*Task item:*
An exact copy of every entry is needed, with the images left out.

*Data extracts:*
◆ ◆ ◆ ◆ ◆

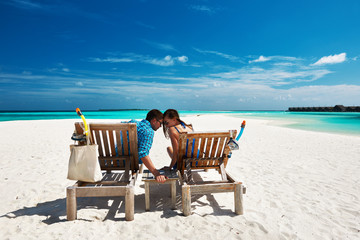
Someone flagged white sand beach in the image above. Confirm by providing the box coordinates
[0,115,359,240]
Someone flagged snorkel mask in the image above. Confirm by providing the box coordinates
[227,120,246,150]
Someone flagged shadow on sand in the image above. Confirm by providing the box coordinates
[1,173,238,224]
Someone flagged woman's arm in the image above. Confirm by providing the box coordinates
[168,127,179,168]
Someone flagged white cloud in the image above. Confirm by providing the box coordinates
[283,84,360,106]
[312,53,346,66]
[248,55,302,64]
[142,55,189,66]
[177,56,188,63]
[8,0,43,9]
[194,48,243,63]
[213,82,221,87]
[148,55,174,66]
[273,62,296,67]
[209,67,332,86]
[89,57,134,63]
[142,40,177,52]
[3,61,360,110]
[62,68,70,72]
[190,5,214,14]
[274,94,292,101]
[249,55,271,63]
[89,54,188,66]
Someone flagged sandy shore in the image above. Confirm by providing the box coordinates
[0,115,359,239]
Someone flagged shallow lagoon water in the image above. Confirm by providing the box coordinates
[1,110,359,136]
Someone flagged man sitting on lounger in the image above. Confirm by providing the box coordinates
[124,109,167,183]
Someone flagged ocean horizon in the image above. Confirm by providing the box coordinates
[1,109,360,136]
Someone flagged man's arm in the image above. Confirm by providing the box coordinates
[141,155,167,183]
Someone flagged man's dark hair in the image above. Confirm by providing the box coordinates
[146,109,163,122]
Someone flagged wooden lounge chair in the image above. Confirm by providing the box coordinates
[177,130,246,216]
[66,122,142,221]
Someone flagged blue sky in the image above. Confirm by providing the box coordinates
[1,0,360,111]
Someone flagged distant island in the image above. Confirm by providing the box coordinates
[288,105,360,112]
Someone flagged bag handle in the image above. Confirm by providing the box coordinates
[86,124,92,145]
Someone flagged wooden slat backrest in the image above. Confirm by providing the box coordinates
[177,130,237,174]
[74,122,139,172]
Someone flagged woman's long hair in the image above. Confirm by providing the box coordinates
[163,109,192,139]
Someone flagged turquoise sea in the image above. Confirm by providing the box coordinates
[1,110,360,136]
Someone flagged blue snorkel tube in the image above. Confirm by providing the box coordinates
[227,120,246,151]
[236,120,246,141]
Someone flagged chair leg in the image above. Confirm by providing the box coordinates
[170,181,176,210]
[145,182,150,211]
[234,183,244,215]
[182,185,191,216]
[125,186,134,221]
[66,187,77,221]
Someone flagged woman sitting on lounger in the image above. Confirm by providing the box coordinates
[163,109,193,170]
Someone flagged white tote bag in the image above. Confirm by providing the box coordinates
[67,132,102,183]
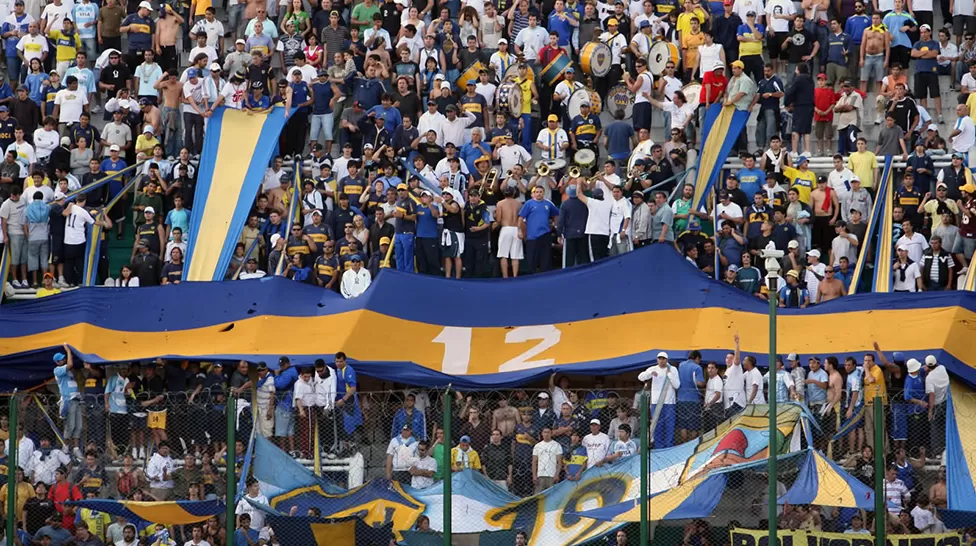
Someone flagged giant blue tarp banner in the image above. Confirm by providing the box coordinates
[3,246,976,388]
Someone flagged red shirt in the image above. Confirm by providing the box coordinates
[700,71,728,104]
[48,481,81,530]
[539,45,564,68]
[813,87,837,122]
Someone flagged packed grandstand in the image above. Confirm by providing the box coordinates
[0,0,975,542]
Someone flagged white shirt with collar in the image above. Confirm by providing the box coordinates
[341,267,372,298]
[313,368,337,408]
[639,364,680,404]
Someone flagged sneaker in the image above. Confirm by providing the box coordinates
[3,282,14,298]
[72,446,83,460]
[91,105,102,114]
[874,115,882,125]
[132,447,139,459]
[939,115,945,124]
[138,447,146,460]
[57,276,68,288]
[13,280,24,289]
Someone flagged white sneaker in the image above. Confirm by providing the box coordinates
[13,280,24,289]
[132,447,138,459]
[138,447,146,460]
[91,105,102,114]
[57,276,68,288]
[874,115,882,125]
[939,115,945,124]
[3,282,14,298]
[72,446,83,460]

◆ ◆ ◆ ◆ ◆

*Answer space:*
Someone flagged white sand beach in the image above. Confirm by providing the box coordinates
[0,115,359,240]
Someone flagged snorkel mask in the image above. Confirm by providing the box coordinates
[227,120,246,150]
Someone flagged shadow on sand in the image above. Confirm by providing the box coordinates
[1,173,238,224]
Someone flagged woman's arm in the image above. Confirm by providing the box coordinates
[168,127,179,168]
Someone flagged white cloud in the image above. Confirm by providing the box coordinates
[283,84,360,106]
[312,53,346,66]
[248,55,302,64]
[142,55,189,66]
[177,56,188,63]
[8,0,43,9]
[194,48,243,63]
[213,82,221,87]
[148,55,174,66]
[273,62,296,67]
[209,67,332,86]
[89,57,134,63]
[142,40,177,52]
[3,61,360,110]
[62,68,70,72]
[190,5,214,14]
[274,94,292,101]
[249,55,271,63]
[89,54,188,66]
Someone flagged sandy shore in the image above. Confirm by providing the box coordinates
[0,115,359,239]
Someone flagged shallow lagoon water in the image above. Confirm by providing the box coordinates
[1,110,359,136]
Someone flagged man sitting on lounger in the image above. Confirm by providing the box coordinates
[124,109,167,183]
Someone flagged ocean horizon in the image above. Confirm by providing the box coordinates
[1,109,360,136]
Someone flagged man's arm in the image above. Confirm by providing the box coordinates
[141,155,167,183]
Someone flagged man's dark hair in the image above. Confirm by providing the box coordinates
[146,109,163,122]
Someone flagged wooden lounge chair in the image above. Confirm by providing the box coordinates
[177,130,246,216]
[66,122,142,221]
Someone flagged blue sky in the image above. Confirm by providing the box coordinates
[1,0,360,111]
Someone flagged distant island in the image above. Confirm by providing the box coordinates
[288,105,360,112]
Someone flagged bag handle in the image above. Confirm by providing the box coordinates
[86,124,92,145]
Someone flagged wooden slat backrest in the image above. Confirm by providing the box coordinates
[177,130,237,174]
[74,122,139,172]
Someone flagged woman's long hair in the image above. Confirm by providing the box coordinates
[163,109,192,139]
Someone flagged turquoise sea in the image above. Confirm by providing the box coordinates
[1,110,360,136]
Someone flagged blue snorkel tube in the image above. Confirm by providing the box coordinates
[227,120,246,151]
[236,120,246,141]
Someone flagged chair leg in the image above. Confirm by providing the box coordinates
[170,181,176,210]
[145,182,150,211]
[234,183,244,215]
[182,185,191,216]
[125,186,134,221]
[66,187,77,221]
Someone flagged woman sitting on lounger in the image above. Confirm by providing the box coordinates
[163,109,193,170]
Someone flagged white tote bag in the image above. Confirm by providing the box coordinates
[67,132,102,183]
Someone flagged giant blue tarp banner in the image above. Confirm by providing the box coordinates
[3,246,976,388]
Someone flagged red shirt in the image above. Confirm by providing the box coordinates
[700,71,728,104]
[48,481,81,530]
[539,45,564,68]
[813,87,837,122]
Someone flagged packed grandstand in the image above. Confirm by providing the box coordinates
[0,0,975,542]
Someone flagged white shirt with collar in the image above. Confirm by providing the box coordinates
[341,267,372,298]
[313,368,337,408]
[639,364,680,404]
Someone flagged sneaker in the image above. Confirm by providing the box coordinates
[3,282,14,298]
[72,446,83,460]
[91,105,102,114]
[874,115,882,125]
[132,447,139,459]
[939,115,945,124]
[138,447,146,460]
[57,276,68,288]
[13,280,24,289]
Someone flagged white sneaker in the image above. Confirm by providing the box coordinates
[13,280,24,289]
[132,447,138,459]
[138,447,146,460]
[91,105,102,114]
[57,276,68,288]
[874,115,882,125]
[939,115,945,124]
[3,282,14,298]
[72,446,83,460]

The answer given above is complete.